◆ TASK TO CARRY OUT ◆
A faithful copy of the data, pictures omitted, is the required answer.

◆ Stored data ◆
╔══
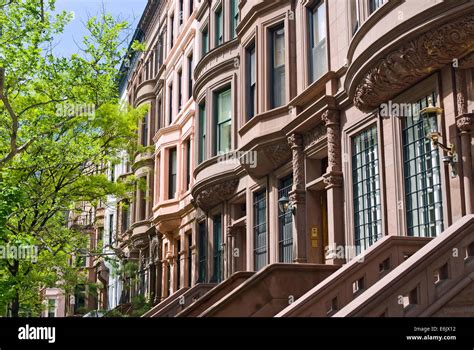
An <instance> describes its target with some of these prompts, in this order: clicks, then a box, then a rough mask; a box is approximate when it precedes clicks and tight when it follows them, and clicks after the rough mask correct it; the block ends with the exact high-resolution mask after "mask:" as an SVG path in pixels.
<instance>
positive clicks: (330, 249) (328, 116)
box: [322, 109, 346, 264]
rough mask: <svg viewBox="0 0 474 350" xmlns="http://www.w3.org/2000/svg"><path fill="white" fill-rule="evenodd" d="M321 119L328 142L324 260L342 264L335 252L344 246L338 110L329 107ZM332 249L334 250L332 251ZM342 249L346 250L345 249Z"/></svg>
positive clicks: (341, 188)
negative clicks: (326, 197)
mask: <svg viewBox="0 0 474 350" xmlns="http://www.w3.org/2000/svg"><path fill="white" fill-rule="evenodd" d="M322 120H323V122H324V124H325V125H326V129H327V142H328V168H327V172H326V174H324V182H325V183H326V194H327V203H328V208H327V209H328V240H329V242H328V243H329V251H330V252H332V254H328V256H327V258H326V262H327V263H329V264H343V263H344V262H345V259H341V257H340V256H337V255H336V254H335V253H336V252H337V251H340V248H339V250H338V247H341V246H343V247H345V237H344V222H343V213H344V193H343V178H342V157H341V126H340V117H339V111H337V110H333V109H329V110H327V111H326V112H324V114H323V116H322ZM334 249H335V250H336V251H334ZM343 251H346V250H345V249H344V250H343Z"/></svg>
╚══
◆ RESULT ◆
An <instance> describes its target with some of these prompts, in this order: clicks, then a box, then a rough mask; a box is approximate when it precedes clicks and tight when it follows them, and clicks after the rough mask correct it; the block ends with the exact high-resolution mask after "mask:" as an SVG path in pixels.
<instance>
positive clicks: (330, 249) (328, 116)
box: [322, 109, 346, 264]
rough mask: <svg viewBox="0 0 474 350" xmlns="http://www.w3.org/2000/svg"><path fill="white" fill-rule="evenodd" d="M321 119L328 142L324 260L342 264L335 252L344 246L338 110L329 107ZM332 249L334 250L332 251ZM342 249L346 250L345 249Z"/></svg>
positive clicks: (341, 188)
negative clicks: (326, 197)
mask: <svg viewBox="0 0 474 350" xmlns="http://www.w3.org/2000/svg"><path fill="white" fill-rule="evenodd" d="M322 120H323V122H324V124H325V125H326V129H327V142H328V168H327V172H326V174H324V182H325V183H326V194H327V203H328V208H327V209H328V240H329V242H328V243H329V251H330V252H332V254H328V256H327V258H326V262H327V263H329V264H343V263H344V262H345V259H341V257H340V256H337V255H336V254H335V253H336V252H337V251H340V248H339V250H338V247H341V246H343V247H345V237H344V222H343V213H344V193H343V178H342V157H341V126H340V117H339V111H337V110H333V109H329V110H327V111H326V112H324V114H323V116H322ZM334 249H335V250H336V251H334ZM343 251H346V250H345V249H344V250H343Z"/></svg>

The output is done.